AIM
Reproduce the entries from the line containing "rock outcrop, put" through the last line of the entries, inclusive. Change every occurrence of "thickest" to "widest" and leave everything else unchanged.

DATA FOR THE TASK
• • • • • • •
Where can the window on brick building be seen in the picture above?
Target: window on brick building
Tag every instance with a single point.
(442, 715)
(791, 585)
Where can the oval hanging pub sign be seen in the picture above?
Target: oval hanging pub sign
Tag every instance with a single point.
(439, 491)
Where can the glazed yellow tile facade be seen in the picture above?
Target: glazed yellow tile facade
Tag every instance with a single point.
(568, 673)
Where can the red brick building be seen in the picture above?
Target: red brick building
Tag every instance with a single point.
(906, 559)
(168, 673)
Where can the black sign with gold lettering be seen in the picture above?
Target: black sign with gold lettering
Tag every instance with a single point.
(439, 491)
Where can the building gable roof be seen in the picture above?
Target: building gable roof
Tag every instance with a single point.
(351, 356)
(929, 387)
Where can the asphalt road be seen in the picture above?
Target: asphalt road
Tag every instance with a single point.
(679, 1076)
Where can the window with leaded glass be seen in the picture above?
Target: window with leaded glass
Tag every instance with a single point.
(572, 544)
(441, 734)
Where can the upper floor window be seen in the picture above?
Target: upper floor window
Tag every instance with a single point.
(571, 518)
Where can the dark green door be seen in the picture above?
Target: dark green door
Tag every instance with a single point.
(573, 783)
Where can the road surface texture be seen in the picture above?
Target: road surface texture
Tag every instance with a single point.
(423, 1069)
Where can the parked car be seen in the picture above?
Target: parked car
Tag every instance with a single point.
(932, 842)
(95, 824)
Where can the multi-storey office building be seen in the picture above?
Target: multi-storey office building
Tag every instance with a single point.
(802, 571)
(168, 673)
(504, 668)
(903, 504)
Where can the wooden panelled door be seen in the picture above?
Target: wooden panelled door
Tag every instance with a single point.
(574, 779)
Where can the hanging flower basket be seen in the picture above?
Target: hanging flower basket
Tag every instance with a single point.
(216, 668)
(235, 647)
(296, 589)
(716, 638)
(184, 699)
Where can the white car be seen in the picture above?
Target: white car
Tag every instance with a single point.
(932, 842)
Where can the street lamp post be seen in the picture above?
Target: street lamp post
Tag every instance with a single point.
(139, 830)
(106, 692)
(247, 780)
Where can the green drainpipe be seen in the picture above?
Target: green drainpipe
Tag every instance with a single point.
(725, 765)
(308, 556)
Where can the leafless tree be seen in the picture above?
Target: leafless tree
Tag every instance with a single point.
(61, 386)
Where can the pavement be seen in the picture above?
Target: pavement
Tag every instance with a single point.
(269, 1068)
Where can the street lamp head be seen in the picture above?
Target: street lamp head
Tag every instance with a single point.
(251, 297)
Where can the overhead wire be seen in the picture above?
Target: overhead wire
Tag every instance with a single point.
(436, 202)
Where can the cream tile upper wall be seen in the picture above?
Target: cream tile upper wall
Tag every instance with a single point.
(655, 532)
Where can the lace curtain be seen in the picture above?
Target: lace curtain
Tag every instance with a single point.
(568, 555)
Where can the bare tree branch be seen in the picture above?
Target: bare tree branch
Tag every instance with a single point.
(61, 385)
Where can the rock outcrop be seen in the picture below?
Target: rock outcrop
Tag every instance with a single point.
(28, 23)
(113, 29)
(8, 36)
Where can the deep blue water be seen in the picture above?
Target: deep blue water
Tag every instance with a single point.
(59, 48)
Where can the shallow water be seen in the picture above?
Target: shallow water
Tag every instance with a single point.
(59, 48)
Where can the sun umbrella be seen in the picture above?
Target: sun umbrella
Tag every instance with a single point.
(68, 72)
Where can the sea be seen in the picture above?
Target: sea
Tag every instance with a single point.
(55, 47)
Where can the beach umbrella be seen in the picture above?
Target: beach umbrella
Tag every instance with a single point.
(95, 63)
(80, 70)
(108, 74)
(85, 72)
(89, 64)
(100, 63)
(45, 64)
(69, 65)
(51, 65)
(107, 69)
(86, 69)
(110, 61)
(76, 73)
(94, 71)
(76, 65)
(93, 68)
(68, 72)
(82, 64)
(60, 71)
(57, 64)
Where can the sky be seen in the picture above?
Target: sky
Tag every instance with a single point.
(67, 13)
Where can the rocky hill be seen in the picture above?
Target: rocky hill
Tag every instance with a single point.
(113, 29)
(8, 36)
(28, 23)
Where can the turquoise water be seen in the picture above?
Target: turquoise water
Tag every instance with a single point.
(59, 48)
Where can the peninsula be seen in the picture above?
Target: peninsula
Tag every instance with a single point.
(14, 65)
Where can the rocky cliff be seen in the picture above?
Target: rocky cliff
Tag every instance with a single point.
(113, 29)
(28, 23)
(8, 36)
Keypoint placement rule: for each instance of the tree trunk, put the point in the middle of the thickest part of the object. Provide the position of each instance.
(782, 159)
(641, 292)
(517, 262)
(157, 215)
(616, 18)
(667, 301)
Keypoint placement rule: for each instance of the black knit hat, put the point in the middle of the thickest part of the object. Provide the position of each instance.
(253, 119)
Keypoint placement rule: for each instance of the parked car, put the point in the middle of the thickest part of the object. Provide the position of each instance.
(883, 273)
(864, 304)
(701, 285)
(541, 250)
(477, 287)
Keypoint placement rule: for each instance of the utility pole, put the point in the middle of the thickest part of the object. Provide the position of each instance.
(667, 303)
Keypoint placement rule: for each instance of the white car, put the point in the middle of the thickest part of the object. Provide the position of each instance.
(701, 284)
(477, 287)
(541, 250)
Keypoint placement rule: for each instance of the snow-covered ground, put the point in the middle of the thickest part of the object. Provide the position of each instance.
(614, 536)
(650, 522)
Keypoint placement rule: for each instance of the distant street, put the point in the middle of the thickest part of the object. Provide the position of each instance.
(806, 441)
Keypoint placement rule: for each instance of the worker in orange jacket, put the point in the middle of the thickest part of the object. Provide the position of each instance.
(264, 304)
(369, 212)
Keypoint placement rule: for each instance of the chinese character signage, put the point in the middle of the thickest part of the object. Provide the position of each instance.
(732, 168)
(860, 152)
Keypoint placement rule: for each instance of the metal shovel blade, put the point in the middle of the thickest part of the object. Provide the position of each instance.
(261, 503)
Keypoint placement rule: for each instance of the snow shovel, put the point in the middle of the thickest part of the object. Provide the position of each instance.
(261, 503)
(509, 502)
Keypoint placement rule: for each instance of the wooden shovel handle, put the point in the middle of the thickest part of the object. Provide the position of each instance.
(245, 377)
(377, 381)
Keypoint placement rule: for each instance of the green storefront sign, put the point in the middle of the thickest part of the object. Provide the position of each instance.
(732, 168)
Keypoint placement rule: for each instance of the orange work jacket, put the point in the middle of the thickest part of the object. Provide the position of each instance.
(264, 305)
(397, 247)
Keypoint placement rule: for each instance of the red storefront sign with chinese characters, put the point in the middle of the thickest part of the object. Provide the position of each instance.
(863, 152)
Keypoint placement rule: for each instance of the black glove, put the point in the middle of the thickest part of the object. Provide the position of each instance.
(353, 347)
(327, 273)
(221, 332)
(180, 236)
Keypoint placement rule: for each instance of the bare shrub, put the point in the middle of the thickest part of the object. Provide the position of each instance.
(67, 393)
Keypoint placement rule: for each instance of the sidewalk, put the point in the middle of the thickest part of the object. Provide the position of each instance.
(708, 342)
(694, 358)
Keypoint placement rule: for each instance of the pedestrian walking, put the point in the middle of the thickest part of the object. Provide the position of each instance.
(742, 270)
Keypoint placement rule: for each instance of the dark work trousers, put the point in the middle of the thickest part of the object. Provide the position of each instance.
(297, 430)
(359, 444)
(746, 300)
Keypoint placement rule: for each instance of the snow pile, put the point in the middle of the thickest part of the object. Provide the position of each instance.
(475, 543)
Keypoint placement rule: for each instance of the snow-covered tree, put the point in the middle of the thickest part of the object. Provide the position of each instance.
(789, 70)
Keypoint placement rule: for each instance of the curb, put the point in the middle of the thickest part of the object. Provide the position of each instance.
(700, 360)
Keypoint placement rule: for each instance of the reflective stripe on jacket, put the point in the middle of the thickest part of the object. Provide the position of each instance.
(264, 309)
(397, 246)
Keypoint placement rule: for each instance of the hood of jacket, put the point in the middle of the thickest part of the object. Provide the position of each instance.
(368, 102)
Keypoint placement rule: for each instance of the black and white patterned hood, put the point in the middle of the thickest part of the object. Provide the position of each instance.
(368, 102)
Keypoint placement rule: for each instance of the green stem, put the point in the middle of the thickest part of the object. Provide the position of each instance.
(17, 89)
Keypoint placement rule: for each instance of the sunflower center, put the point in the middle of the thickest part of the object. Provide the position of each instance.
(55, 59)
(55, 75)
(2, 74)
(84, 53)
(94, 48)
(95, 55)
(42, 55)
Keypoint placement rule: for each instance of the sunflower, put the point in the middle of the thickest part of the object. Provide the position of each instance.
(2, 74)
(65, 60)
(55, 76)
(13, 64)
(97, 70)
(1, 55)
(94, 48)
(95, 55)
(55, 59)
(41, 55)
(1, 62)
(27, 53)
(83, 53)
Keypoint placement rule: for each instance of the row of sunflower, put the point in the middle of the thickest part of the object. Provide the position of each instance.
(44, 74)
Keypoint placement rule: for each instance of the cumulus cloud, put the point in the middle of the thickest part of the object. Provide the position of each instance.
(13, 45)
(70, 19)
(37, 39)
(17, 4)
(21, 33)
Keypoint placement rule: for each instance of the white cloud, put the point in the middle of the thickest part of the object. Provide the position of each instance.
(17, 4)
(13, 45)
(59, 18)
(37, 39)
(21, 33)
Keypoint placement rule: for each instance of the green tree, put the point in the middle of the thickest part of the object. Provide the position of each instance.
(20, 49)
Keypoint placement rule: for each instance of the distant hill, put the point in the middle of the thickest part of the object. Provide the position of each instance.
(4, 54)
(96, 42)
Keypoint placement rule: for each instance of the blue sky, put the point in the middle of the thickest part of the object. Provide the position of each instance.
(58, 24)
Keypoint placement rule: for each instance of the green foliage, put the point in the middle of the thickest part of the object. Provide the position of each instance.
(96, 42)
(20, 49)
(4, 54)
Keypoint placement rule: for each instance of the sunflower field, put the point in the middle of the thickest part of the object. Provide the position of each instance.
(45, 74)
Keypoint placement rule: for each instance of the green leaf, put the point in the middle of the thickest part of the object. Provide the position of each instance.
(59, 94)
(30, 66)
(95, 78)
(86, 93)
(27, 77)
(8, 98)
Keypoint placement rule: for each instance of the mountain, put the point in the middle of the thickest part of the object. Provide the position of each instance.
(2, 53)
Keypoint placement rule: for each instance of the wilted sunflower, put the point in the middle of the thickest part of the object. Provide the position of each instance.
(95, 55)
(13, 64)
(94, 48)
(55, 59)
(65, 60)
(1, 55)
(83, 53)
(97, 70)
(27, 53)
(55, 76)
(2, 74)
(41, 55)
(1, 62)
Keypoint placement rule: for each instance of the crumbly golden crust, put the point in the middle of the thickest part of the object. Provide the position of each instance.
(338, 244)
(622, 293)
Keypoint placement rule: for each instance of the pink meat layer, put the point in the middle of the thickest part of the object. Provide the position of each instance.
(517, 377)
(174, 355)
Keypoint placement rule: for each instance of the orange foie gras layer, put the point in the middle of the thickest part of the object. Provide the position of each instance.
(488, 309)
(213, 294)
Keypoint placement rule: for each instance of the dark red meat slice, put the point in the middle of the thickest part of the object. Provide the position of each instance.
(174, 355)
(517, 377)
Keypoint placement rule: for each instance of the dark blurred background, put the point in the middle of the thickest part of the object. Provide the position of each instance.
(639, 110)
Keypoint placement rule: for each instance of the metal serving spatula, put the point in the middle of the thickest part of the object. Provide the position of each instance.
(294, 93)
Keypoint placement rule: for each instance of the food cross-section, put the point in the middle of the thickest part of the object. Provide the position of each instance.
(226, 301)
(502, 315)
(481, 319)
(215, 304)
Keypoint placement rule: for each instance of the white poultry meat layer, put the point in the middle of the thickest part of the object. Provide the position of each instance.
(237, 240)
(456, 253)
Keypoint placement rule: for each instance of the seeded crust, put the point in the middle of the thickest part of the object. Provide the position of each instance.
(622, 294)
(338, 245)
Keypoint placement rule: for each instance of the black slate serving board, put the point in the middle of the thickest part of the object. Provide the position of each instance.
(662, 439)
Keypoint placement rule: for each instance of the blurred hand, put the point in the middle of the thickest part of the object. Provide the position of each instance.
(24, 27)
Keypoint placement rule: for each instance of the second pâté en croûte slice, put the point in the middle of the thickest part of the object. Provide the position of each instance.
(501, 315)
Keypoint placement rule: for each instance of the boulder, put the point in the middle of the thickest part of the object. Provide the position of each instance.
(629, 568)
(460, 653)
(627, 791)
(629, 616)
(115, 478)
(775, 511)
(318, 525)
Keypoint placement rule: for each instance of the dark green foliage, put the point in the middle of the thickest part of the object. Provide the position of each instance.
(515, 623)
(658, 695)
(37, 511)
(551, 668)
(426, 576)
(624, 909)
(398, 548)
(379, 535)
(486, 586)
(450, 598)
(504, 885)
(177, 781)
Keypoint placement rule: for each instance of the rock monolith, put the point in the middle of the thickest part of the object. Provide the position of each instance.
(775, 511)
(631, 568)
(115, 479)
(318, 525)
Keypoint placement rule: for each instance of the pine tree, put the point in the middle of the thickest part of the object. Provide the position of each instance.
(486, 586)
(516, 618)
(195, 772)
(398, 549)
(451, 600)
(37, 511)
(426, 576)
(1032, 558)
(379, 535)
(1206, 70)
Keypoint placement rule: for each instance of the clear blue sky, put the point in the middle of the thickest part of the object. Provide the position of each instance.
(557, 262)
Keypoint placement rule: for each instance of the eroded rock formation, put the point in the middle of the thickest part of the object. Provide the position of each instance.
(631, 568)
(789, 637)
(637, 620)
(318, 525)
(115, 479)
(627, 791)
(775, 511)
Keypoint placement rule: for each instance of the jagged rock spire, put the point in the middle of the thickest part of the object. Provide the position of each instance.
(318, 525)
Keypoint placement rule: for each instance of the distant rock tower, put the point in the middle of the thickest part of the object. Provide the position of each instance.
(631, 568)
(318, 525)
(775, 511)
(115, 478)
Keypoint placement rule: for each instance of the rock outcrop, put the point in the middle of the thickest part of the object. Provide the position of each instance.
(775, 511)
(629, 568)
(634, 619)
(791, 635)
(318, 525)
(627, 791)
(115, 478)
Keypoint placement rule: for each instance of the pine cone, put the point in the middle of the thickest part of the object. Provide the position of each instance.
• • • • • • •
RESPONSE TO THIS EXERCISE
Keypoint placement rule: for each instance of the rock outcrop, put the point in the middle of the widest part of the object. Provide the position of each instance.
(775, 511)
(629, 568)
(634, 619)
(791, 635)
(318, 525)
(627, 791)
(115, 478)
Keypoint placement rule: for each instance of the pine cone, put the point in the middle of the widest part of the object. Provide the position of each instance.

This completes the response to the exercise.